§ WHAT YOU SHOULD DO
Once the pictures are set aside, transcribe the remaining data exactly.

-------- INPUT ROWS

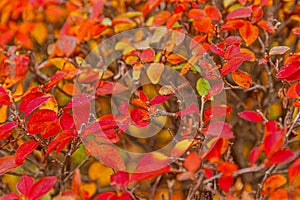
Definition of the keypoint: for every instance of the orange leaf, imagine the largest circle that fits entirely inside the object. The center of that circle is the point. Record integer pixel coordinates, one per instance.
(279, 194)
(4, 98)
(281, 156)
(225, 182)
(175, 59)
(155, 71)
(192, 162)
(107, 154)
(242, 78)
(249, 32)
(24, 150)
(250, 116)
(272, 183)
(212, 12)
(294, 170)
(7, 163)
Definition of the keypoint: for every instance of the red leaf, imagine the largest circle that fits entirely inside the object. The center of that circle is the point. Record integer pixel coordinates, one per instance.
(28, 98)
(214, 90)
(272, 143)
(76, 182)
(249, 32)
(147, 55)
(215, 151)
(233, 24)
(288, 70)
(296, 31)
(216, 112)
(279, 50)
(106, 87)
(66, 121)
(219, 129)
(7, 163)
(24, 150)
(10, 196)
(225, 182)
(266, 26)
(189, 110)
(79, 100)
(217, 50)
(119, 180)
(203, 25)
(196, 14)
(175, 59)
(55, 79)
(281, 156)
(151, 5)
(45, 122)
(254, 154)
(233, 40)
(294, 170)
(67, 44)
(227, 168)
(239, 13)
(106, 196)
(35, 103)
(161, 17)
(6, 128)
(159, 99)
(147, 175)
(251, 116)
(140, 117)
(4, 98)
(232, 65)
(107, 154)
(192, 162)
(25, 184)
(151, 162)
(42, 187)
(212, 12)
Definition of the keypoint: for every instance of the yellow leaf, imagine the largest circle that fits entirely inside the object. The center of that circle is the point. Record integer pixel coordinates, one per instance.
(154, 72)
(91, 188)
(40, 32)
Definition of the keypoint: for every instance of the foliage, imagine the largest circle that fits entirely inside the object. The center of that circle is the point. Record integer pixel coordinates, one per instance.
(239, 139)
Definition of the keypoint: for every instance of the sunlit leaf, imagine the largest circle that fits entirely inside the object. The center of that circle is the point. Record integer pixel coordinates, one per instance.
(155, 71)
(250, 116)
(278, 50)
(192, 162)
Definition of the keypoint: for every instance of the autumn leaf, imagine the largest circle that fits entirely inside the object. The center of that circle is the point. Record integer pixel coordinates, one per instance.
(294, 170)
(281, 156)
(242, 78)
(7, 163)
(249, 32)
(251, 116)
(192, 162)
(272, 183)
(24, 150)
(4, 98)
(278, 50)
(25, 184)
(239, 13)
(42, 187)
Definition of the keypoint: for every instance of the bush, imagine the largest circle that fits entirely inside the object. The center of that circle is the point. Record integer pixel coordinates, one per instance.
(149, 99)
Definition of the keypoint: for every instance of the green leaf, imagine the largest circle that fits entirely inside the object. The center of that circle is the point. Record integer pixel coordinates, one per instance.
(202, 86)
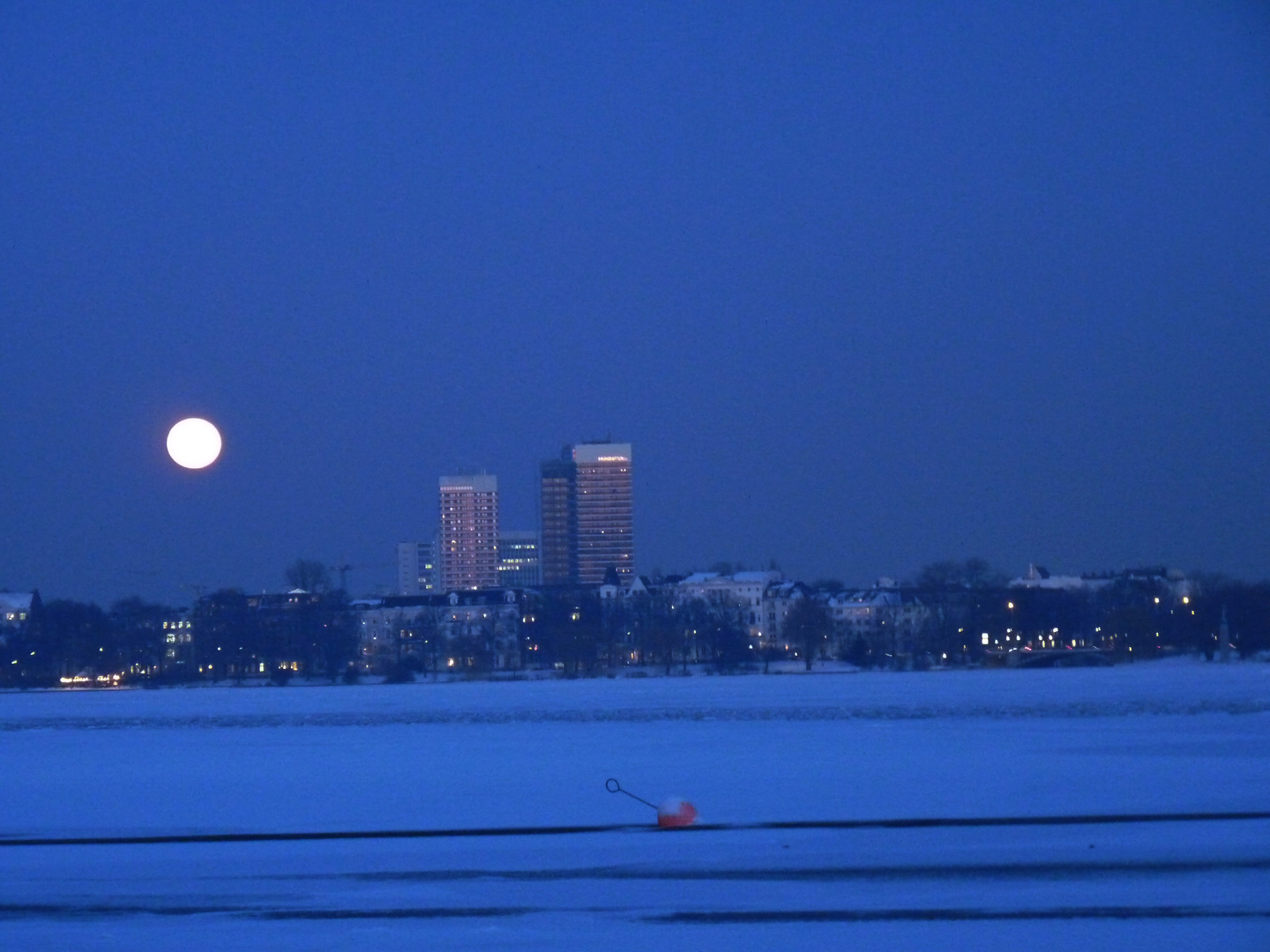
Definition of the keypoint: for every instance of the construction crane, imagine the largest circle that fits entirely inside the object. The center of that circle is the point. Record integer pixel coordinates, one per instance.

----------------

§ THE RESPONSE
Definition of the keypoint: for every instance of the orange leaf, imagine the largest circle that fits entirely inside the object. The center of that circle is the point. Record integer pixel coordinates, one per instance.
(279, 194)
(4, 98)
(281, 156)
(225, 182)
(175, 59)
(155, 71)
(192, 162)
(107, 154)
(242, 78)
(249, 32)
(24, 150)
(250, 116)
(272, 183)
(212, 12)
(294, 170)
(7, 163)
Definition of the keypoint: for every instance of the red leaf, imagine the largest circle that fits entirely inside the object. The center of that circle is the point. Record integer pixel coordinates, one per instance.
(28, 98)
(214, 90)
(272, 143)
(76, 182)
(249, 32)
(147, 55)
(215, 151)
(233, 24)
(288, 70)
(296, 31)
(216, 112)
(279, 50)
(106, 87)
(66, 121)
(219, 129)
(7, 163)
(24, 150)
(10, 196)
(225, 182)
(266, 26)
(189, 110)
(79, 100)
(217, 50)
(119, 180)
(203, 25)
(196, 14)
(175, 59)
(55, 79)
(281, 156)
(151, 5)
(45, 122)
(254, 154)
(233, 40)
(294, 170)
(67, 44)
(227, 168)
(239, 13)
(106, 196)
(35, 103)
(161, 17)
(6, 128)
(159, 99)
(147, 175)
(251, 116)
(140, 117)
(4, 98)
(232, 65)
(107, 154)
(192, 162)
(25, 184)
(151, 162)
(42, 187)
(212, 12)
Definition of the keypoint: for every instance of the yellow leaf, imagine the largest circle that fits entirely inside the object. The center of that circle is the point. Record integer pixel coordinates, one per instance.
(154, 72)
(91, 188)
(40, 32)
Definition of the keypoint: for every instance of the foliage, imagine the largest circle that fits entirely inside the object. The center of that circle is the point. Record integer pixel coordinates, one per instance.
(239, 139)
Definition of the keypoint: for every instance of the sunlit leaf, imagine the largest circle that fits entirely inside the object. The center of that circle is the point. Record integer pixel coordinates, one per instance.
(155, 71)
(250, 116)
(278, 50)
(192, 162)
Definition of the keypoint: for every instance of the autumn leaf, imagine the largest circle that fits entirely inside the object. The center of that circle is the point. Record integer pixel coordinates, one per instance.
(294, 170)
(281, 156)
(242, 78)
(7, 163)
(249, 32)
(251, 116)
(192, 162)
(272, 183)
(24, 150)
(4, 98)
(278, 50)
(25, 184)
(239, 13)
(42, 187)
Definition of the keypoint: for every instance of the bush, imagine the largest circle that fits entirely inside the object. The center of that circle is the point. Record integer pixel coordinates, one per instance.
(149, 99)
Definition of the keypoint: for every instance of the green leaf, imagine the largest circle that fits entirely inside the object. The center of that circle is the point. Record integer pixel coordinates, one per instance.
(202, 86)
Definition of the keypoint: for every instance of the construction crane, imagine the largest circle that fits entirely inside the object. The center of that circle is the point. Record integer pixel coordinates, one per instance.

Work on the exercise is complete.